See QuikCASTs for the 5 day surf overview or read below for the detailed view.

Meteorological Overview
No swell was hitting our forecast area originating from the Northern Hemisphere. But southern hemi swell was hitting Hawaii and starting to show in California produced from a gale that developed under New Zealand on Sun-Mon (8/29) with seas to 36 ft, then faded only to redevelop while tracking east on Tues-Wed (8/31) producing 30-32 ft seas aimed east-northeast. Another gale tracked over southern New Zealand on Wed (9/7) then redeveloped east of there into Thurs AM (9/8) producing a small area of 26-28 ft seas pushing north. Another gale is forecast under New Zealand on Mon-Tues (9/13) with 32 ft seas aimed east, fading, then redeveloping Wed-Thurs (9/15) with 35 ft seas aimed east-northeast. In the northern hemisphere a gale is forecast developing over the North Dateline region on Fri-Sat (9/10) producing 23 ft seas aimed southeast towards Hawaii. And a stronger one is forecast originating in the same area on Mon-Tues (9/13) with 25 ft seas aimed southeast tracking into the Gulf Wed-Thurs 99/15) with seas still 24-25 ft. These forecast are holding nicely on the charts suggesting a turn towards a Fall pattern.

 

SHORT- TERM FORECAST
Current marine weather and wave analysis.cgius forecast conditions for the next 72 hours

North Pacific

Overview
Surface Analysis
On Thursday (9/8) no swell is in-flight. But that situation should be short lived. And once the storm track sets up, we will quit forecast windswell. But for now high pressure at 1032 mbs was 1000 nmiles west of North CA generating a weak version of the standard summer time pressure gradient and north winds at 20-25 kts along the north Cape Mendocino coast extending south-southwest from there and well off the Central California coast with a local eddy flow (south winds) over Central CA waters. The remnants of Hurricane Lester were tracking northeast up the backside (west) of the aforementioned high pressure system in the Western Gulf of Alaska generating 30 kt south winds targeting only Alaska.

Over the next 72 hours the remnants of Lester are to build on Fri (9/9) while racing northeast through the Northern Gulf generating 30-35 kt west winds pushing into North Canada late in the day. Sea are to reach 18 ft at 53n 140W and east of the CA swell window. Windswell to possibly result for the Pacific Northwest down to Oregon.

Of more interest is a low pressure system developing on Thurs (9/8) positioned half way between the Kuril Islands and the North Dateline region tracking east. It is to reach the dateline Fri Am (9/9) producing 40 kt north winds and getting good traction late and starting to target Hawaii in the evening with seas 23 ft at 46.5N 178E. By Sat AM (9/10) north winds are to be holding at 40 kts aimed south with seas 24 ft at 45.5N 179.5E targeting Hawaii and the US West Coast. 30-35 kt northwest winds are to build southward in the evening with seas fading from 21 ft at 44N 176W targeting Hawaii well down the 335 degree track and the uS West Coast down the 296 degree track. Fetch and seas is to dissipate 12 hours later. Improving odds of this system developing.

-.-.-

§ DIRECTION 1
Translate this sentence from the surf forecast into Spanish: "But that situation should be short lived."
§ DIRECTION 2
In the surf forecast, what pressure is given for the high pressure system located 1000 nmiles west of North CA?
§ DIRECTION 3
Extend the surf forecast, starting right after its last sentence.
The items that come after this surf forecast have nothing to do with it.

-.-.-

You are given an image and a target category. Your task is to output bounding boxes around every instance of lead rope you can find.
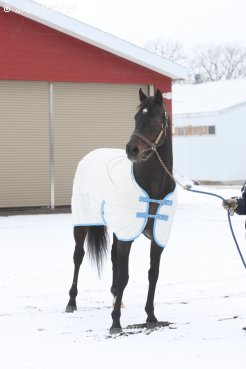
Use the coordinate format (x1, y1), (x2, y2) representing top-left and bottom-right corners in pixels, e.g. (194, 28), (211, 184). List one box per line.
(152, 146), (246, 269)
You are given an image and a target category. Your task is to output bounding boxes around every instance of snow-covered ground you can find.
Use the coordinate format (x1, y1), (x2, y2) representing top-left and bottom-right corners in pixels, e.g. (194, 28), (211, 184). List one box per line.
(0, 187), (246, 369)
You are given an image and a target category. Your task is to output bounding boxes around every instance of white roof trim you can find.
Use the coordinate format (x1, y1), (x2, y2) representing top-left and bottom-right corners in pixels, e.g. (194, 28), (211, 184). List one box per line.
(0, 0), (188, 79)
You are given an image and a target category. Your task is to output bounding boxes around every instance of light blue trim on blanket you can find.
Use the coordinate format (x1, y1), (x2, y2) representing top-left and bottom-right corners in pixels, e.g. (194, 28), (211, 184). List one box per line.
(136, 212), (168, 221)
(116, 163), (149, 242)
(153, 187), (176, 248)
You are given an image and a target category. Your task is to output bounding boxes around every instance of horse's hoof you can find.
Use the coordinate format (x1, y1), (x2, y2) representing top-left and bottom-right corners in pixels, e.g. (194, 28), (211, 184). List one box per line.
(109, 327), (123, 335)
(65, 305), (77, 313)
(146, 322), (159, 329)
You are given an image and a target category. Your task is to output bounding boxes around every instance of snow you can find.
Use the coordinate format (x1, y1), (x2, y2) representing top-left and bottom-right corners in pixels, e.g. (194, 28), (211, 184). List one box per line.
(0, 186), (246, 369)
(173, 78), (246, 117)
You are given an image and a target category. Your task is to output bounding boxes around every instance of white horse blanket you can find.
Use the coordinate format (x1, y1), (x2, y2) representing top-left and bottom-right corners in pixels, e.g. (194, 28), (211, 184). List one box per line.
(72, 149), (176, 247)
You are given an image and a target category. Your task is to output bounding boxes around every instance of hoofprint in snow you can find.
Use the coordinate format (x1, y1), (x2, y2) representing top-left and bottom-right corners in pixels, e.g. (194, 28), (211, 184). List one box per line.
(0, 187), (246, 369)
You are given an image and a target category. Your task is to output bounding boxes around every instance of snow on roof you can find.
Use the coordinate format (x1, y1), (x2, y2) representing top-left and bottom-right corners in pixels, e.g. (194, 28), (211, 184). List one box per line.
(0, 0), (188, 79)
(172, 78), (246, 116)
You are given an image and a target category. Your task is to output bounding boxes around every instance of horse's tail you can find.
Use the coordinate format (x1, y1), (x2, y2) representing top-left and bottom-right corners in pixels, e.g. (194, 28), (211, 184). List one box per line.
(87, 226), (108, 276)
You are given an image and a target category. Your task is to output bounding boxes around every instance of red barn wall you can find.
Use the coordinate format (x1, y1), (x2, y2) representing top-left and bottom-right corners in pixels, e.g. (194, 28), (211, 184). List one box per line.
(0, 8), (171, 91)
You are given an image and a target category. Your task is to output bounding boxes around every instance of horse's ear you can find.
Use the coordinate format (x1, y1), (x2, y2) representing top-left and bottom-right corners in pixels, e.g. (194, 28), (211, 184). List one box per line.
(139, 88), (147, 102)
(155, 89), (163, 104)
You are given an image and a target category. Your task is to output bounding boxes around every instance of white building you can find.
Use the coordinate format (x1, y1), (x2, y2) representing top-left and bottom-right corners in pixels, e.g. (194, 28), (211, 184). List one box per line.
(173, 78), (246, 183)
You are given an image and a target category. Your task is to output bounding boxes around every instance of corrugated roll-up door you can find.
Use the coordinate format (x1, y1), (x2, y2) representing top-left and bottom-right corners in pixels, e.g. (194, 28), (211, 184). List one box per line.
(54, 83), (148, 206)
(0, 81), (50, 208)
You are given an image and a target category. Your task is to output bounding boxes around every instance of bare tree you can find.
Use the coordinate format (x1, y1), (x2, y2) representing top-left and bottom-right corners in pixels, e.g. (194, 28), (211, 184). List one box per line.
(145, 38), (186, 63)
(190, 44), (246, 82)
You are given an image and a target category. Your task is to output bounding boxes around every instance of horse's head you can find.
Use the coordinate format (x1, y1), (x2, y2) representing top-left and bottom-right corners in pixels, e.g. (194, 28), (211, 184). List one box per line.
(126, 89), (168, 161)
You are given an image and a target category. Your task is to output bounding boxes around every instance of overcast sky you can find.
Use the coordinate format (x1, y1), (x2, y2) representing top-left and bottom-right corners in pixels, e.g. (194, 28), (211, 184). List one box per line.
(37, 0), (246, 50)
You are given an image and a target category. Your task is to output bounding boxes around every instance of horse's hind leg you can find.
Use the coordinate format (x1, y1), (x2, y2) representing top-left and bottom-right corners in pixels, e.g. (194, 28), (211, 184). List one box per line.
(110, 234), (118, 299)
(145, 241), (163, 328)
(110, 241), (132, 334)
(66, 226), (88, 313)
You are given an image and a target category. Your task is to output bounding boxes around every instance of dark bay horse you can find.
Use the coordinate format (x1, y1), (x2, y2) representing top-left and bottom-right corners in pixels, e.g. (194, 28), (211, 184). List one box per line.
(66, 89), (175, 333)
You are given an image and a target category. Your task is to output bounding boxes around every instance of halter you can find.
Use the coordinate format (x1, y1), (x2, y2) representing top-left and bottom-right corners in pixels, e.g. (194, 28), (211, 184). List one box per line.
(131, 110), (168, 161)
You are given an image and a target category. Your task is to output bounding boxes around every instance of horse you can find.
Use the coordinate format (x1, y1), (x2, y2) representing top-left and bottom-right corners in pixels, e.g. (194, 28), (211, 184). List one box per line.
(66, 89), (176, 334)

-.-.-

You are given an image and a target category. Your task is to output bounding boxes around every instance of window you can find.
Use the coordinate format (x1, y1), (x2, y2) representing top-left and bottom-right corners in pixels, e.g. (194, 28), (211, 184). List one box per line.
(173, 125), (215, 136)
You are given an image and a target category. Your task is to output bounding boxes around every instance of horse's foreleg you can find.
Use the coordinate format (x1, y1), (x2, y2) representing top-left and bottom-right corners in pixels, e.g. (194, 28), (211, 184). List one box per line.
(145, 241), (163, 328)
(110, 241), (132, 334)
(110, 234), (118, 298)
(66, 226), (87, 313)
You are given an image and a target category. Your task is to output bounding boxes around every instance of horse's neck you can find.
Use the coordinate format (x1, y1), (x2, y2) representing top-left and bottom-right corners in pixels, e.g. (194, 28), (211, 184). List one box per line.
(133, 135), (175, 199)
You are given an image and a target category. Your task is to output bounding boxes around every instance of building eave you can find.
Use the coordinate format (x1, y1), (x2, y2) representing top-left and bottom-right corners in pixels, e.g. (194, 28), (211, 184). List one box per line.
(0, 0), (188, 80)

-.-.-

§ EXPECTED ANSWER 1
Pero esa situación debería durar poco.

§ EXPECTED ANSWER 2
1032 mbs.

§ EXPECTED ANSWER 3
The California coastal pressure gradient is to build on Fri (9/9) producing 30 kt northeast winds extending off North Cape Mendocino producing more small windswell while the eddy flow holds from South Cape Mendocino southward. Then on Sat (9/10) the gradient is to start rapidly fading with north winds 20 kts over a slim area with windswell fading. The gradient is to return some on Sun (9/11) building to 20-25 kt over a small area over Cape Mendocino reaching south to Pt Arena late while also building up into the Pacific Northwest. Windswell building some in Central CA then.

For Hawaii on Thurs (9/8) high pressure north of the Islands was also helping to generate trades at 15 kts reaching from North California to a point 300 nmiles northeast of the Islands offering enough fetch to produce rideable windswell. On Fri (9/9) the coverage of 15 kt easterly trades is to hold early east of the Islands offering some more potential for windswell generation. But that fetch is to be fading in coverage on Sat (9/10) with windswell starting to drop off later.

 

  North Pacific Animations: Jetstream - Surface Pressure/Wind - Sea Height - Surf Height

 

Tropical Update
No tropical systems of interest were occurring.

California Nearshore Forecast
On Thursday AM (9/8) high pressure was 1032 mbs was 1100 nmiles west of North CA ridging east into the North Coast generating 20-25 kts north winds there with a weak eddy flow (south winds) from Pt Arena southward. North winds to continue for extreme North CA at 20-25 kts through Mon (9/12) with the eddy flow holding for the rest of the state. On Tues (9/13) the gradient and north winds are to fade out up north with the eddy flow continuing into Wed (9/14) then going light everywhere on Thurs (9/15).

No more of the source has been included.